Re: [patch 0/4] mm: memcontrol: populate unified hierarchy interface
From: Michal Hocko
Date: Tue Aug 05 2014 - 08:40:39 EST
On Mon 04-08-14 17:14:53, Johannes Weiner wrote:
> Hi,
>
> the ongoing versioning of the cgroup user interface gives us a chance
> to clean up the memcg control interface and fix a lot of
> inconsistencies and ugliness that crept in over time.
The first patch doesn't fit into the series and should be posted
separately.
> This series adds a minimal set of control files to the new memcg
> interface to get basic memcg functionality going in unified hierarchy:
Hmm, I have posted RFC for new knobs quite some time ago and the
discussion died without some questions answered and now you are coming
with a new one. I cannot say I would be happy about that.
One of the concern was renaming knobs which represent the same
functionality as before. I have posted some concerns but haven't heard
back anything. This series doesn't give any rationale for renaming
either.
It is true we have a v2 but that doesn't necessarily mean we should put
everything upside down.
> - memory.current: a read-only file that shows current memory usage.
Even if we go with renaming existing knobs I really hate this name. The
old one was too long but this is not descriptive enough. Same applies to
max and high. I would expect at least limit in the name.
> - memory.high: a file that allows setting a high limit on the memory
> usage. This is an elastic limit, which is enforced via direct
> reclaim, so allocators are throttled once it's reached, but it can
> be exceeded and does not trigger OOM kills. This should be a much
> more suitable default upper boundary for the majority of use cases
> that are better off with some elasticity than with sudden OOM kills.

[Objectives]:
1. Write out the stretch of the mailing-list reply from "The first patch" through "current memory usage.", word for word.
2. In the records, turn the stretch from the line containing "Localize tall tree." through the line containing "xmin=507 ymin=315 xmax=814 ymax=646" into a JSON list of strings, one string per line, leaving out blank lines.

[Data to use]:

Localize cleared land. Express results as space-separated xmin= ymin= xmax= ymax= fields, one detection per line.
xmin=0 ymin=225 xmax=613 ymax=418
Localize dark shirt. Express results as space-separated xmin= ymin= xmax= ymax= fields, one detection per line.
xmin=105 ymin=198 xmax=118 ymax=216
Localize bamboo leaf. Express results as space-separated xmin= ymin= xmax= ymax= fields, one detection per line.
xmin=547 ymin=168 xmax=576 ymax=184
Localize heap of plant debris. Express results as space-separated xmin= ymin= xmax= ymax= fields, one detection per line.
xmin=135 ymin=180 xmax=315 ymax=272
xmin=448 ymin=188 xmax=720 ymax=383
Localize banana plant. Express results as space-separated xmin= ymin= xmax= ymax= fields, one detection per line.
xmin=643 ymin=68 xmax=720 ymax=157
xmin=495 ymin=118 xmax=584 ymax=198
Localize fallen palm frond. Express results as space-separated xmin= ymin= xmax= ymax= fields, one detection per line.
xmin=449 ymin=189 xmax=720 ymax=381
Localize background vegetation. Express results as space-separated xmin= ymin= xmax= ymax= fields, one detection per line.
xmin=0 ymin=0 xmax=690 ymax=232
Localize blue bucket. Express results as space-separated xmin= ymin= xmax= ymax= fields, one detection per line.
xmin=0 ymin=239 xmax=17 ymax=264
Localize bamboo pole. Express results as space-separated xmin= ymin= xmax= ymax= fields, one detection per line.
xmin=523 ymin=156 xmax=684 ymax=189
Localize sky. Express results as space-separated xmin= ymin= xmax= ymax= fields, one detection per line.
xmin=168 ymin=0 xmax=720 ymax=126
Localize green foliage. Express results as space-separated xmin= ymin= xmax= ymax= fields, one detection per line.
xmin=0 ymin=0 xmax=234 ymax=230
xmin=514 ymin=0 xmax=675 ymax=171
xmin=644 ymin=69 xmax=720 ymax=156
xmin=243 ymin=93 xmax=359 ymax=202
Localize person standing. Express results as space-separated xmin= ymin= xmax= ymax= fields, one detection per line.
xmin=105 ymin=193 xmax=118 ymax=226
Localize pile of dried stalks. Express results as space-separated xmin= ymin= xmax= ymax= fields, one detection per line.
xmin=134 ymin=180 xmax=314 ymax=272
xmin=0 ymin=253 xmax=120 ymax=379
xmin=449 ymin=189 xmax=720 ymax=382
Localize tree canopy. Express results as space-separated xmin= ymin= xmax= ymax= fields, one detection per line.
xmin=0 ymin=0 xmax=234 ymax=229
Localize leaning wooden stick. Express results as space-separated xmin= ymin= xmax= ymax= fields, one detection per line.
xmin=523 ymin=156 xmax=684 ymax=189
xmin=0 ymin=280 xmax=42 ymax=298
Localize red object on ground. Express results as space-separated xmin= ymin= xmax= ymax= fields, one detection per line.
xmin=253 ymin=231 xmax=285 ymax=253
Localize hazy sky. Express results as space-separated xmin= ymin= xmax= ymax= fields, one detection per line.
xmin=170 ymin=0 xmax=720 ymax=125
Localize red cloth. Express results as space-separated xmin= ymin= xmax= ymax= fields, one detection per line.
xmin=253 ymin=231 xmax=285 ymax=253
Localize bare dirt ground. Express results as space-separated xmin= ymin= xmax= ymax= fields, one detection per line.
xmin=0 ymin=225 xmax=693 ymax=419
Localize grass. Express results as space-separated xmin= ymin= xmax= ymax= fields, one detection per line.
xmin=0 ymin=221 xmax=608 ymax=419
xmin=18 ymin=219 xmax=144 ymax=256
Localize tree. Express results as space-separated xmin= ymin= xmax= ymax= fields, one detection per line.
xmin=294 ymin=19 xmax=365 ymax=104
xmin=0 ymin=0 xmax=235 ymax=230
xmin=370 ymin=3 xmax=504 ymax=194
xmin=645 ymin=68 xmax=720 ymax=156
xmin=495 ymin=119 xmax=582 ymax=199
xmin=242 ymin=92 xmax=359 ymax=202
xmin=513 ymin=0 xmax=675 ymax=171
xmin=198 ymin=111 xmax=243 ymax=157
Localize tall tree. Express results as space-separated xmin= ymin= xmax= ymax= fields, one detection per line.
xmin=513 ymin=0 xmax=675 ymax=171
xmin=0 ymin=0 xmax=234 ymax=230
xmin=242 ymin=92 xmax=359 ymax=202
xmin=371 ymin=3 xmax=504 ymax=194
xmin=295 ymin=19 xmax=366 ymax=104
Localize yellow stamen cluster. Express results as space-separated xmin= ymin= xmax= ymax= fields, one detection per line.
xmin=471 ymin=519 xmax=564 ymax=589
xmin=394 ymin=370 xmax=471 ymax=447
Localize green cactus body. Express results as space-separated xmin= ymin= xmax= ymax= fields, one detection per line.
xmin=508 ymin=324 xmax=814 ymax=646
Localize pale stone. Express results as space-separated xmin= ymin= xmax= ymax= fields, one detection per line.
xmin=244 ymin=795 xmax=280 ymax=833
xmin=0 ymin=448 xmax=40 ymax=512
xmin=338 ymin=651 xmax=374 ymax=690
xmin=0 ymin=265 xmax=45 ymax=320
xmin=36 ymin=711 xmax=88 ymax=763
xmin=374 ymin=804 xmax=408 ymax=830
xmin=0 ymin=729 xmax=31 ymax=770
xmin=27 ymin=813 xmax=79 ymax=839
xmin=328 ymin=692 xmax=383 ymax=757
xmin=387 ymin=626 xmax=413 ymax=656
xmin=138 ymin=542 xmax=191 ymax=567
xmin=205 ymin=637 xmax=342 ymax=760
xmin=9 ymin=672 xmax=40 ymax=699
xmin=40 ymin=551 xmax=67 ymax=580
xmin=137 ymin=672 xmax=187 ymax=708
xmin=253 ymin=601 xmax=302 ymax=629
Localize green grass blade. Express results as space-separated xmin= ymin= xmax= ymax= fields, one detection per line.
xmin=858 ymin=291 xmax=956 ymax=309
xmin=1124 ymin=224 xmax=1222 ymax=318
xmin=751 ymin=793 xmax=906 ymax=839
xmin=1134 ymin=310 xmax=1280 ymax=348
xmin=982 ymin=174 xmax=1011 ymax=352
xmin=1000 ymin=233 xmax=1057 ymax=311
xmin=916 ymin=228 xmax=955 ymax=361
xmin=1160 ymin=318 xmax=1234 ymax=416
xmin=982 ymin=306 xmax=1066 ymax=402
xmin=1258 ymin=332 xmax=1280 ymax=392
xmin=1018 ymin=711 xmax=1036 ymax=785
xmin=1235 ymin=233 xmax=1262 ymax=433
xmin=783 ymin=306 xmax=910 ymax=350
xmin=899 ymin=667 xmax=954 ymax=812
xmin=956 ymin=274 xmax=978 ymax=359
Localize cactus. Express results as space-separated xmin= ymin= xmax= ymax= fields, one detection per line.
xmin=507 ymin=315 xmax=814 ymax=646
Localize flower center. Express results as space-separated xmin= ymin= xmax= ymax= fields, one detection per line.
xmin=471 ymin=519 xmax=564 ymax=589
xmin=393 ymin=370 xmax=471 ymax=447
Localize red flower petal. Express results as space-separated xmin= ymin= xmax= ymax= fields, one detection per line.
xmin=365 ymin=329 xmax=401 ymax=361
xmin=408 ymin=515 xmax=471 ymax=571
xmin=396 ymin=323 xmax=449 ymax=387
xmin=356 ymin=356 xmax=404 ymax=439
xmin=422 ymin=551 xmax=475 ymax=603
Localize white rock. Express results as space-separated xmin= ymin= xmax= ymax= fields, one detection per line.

[Task-by-task answers]:
1.
The first patch doesn't fit into the series and should be posted
separately.
> This series adds a minimal set of control files to the new memcg
> interface to get basic memcg functionality going in unified hierarchy:
Hmm, I have posted RFC for new knobs quite some time ago and the
discussion died without some questions answered and now you are coming
with a new one. I cannot say I would be happy about that.
One of the concern was renaming knobs which represent the same
functionality as before. I have posted some concerns but haven't heard
back anything. This series doesn't give any rationale for renaming
either.
It is true we have a v2 but that doesn't necessarily mean we should put
everything upside down.
> - memory.current: a read-only file that shows current memory usage.

2.
[
  "Localize tall tree. Express results as space-separated xmin= ymin= xmax= ymax= fields, one detection per line.",
  "xmin=513 ymin=0 xmax=675 ymax=171",
  "xmin=0 ymin=0 xmax=234 ymax=230",
  "xmin=242 ymin=92 xmax=359 ymax=202",
  "xmin=371 ymin=3 xmax=504 ymax=194",
  "xmin=295 ymin=19 xmax=366 ymax=104",
  "Localize yellow stamen cluster. Express results as space-separated xmin= ymin= xmax= ymax= fields, one detection per line.",
  "xmin=471 ymin=519 xmax=564 ymax=589",
  "xmin=394 ymin=370 xmax=471 ymax=447",
  "Localize green cactus body. Express results as space-separated xmin= ymin= xmax= ymax= fields, one detection per line.",
  "xmin=508 ymin=324 xmax=814 ymax=646",
  "Localize pale stone. Express results as space-separated xmin= ymin= xmax= ymax= fields, one detection per line.",
  "xmin=244 ymin=795 xmax=280 ymax=833",
  "xmin=0 ymin=448 xmax=40 ymax=512",
  "xmin=338 ymin=651 xmax=374 ymax=690",
  "xmin=0 ymin=265 xmax=45 ymax=320",
  "xmin=36 ymin=711 xmax=88 ymax=763",
  "xmin=374 ymin=804 xmax=408 ymax=830",
  "xmin=0 ymin=729 xmax=31 ymax=770",
  "xmin=27 ymin=813 xmax=79 ymax=839",
  "xmin=328 ymin=692 xmax=383 ymax=757",
  "xmin=387 ymin=626 xmax=413 ymax=656",
  "xmin=138 ymin=542 xmax=191 ymax=567",
  "xmin=205 ymin=637 xmax=342 ymax=760",
  "xmin=9 ymin=672 xmax=40 ymax=699",
  "xmin=40 ymin=551 xmax=67 ymax=580",
  "xmin=137 ymin=672 xmax=187 ymax=708",
  "xmin=253 ymin=601 xmax=302 ymax=629",
  "Localize green grass blade. Express results as space-separated xmin= ymin= xmax= ymax= fields, one detection per line.",
  "xmin=858 ymin=291 xmax=956 ymax=309",
  "xmin=1124 ymin=224 xmax=1222 ymax=318",
  "xmin=751 ymin=793 xmax=906 ymax=839",
  "xmin=1134 ymin=310 xmax=1280 ymax=348",
  "xmin=982 ymin=174 xmax=1011 ymax=352",
  "xmin=1000 ymin=233 xmax=1057 ymax=311",
  "xmin=916 ymin=228 xmax=955 ymax=361",
  "xmin=1160 ymin=318 xmax=1234 ymax=416",
  "xmin=982 ymin=306 xmax=1066 ymax=402",
  "xmin=1258 ymin=332 xmax=1280 ymax=392",
  "xmin=1018 ymin=711 xmax=1036 ymax=785",
  "xmin=1235 ymin=233 xmax=1262 ymax=433",
  "xmin=783 ymin=306 xmax=910 ymax=350",
  "xmin=899 ymin=667 xmax=954 ymax=812",
  "xmin=956 ymin=274 xmax=978 ymax=359",
  "Localize cactus. Express results as space-separated xmin= ymin= xmax= ymax= fields, one detection per line.",
  "xmin=507 ymin=315 xmax=814 ymax=646"
]